### Explore the material
1 – Please list every person the Leigh Academy, Mascalls text names as headteacher or principal of the school.
2 – Transcribe the part of the Leigh Academy, Mascalls text starting at "The Leigh Academies Trust has" and ending at "As Therapy charity.".

### Document excerpt
== Segment start ==
Leigh Academy, Mascalls (formerly Mascalls School) is a co-educational secondary school and a sixth form with academy status located in Paddock Wood, Kent.

==Etymology==

The name comes from the nearby Mascalls corner.

==History==

The school opened in 1956 as Mascalls School, a foundation school administered by Kent County Council. It became an academy in 2011, and in 2015 it joined the Leigh Academies Trust.

Stuart Reeves, headteacher since 2010, was promoted to LAT Executive Director of the West Kent cluster of academies at the time of the school's accession to the Leigh Academies Trust in 2015. Wayne Barnett then became principal, having previously served as vice principal since 2013. In 2019, Barnett was promoted by the Leigh Academies Trust to serve as the principal of Stationers' Crown Woods Academy. The vice principal at the time, William Monk was then promoted to principal of Mascalls.

The Leigh Academies Trust has given all students in the trust, including the students at Mascalls, Quest 2s to help with learning.

The academy had a therapy dog called "Levi" after Claude Lévi-Strauss. He was a Cocker Spaniel, born on 23 May 2019, and registered with the Pets As Therapy charity.

When High Weald Academy closed in September 2022, all pupils from Year 7 to Year 10 were offered places at Mascalls.

Following the promotion of the current principal, William Monk, to a senior executive position within the Leigh Academies Trust, it was announced that Jo Brooks would become principal from 1 January 2023.
== Segment end ==
### Data below
== Segment start ==
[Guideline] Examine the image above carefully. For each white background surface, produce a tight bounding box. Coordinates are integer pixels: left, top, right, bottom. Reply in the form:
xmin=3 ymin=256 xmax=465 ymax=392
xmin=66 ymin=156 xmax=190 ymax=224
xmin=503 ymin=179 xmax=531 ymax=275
== Segment end ==
### Task solutions
1 –
Stuart Reeves
Wayne Barnett
William Monk
Jo Brooks

2 –
The Leigh Academies Trust has given all students in the trust, including the students at Mascalls, Quest 2s to help with learning.

The academy had a therapy dog called "Levi" after Claude Lévi-Strauss. He was a Cocker Spaniel, born on 23 May 2019, and registered with the Pets As Therapy charity.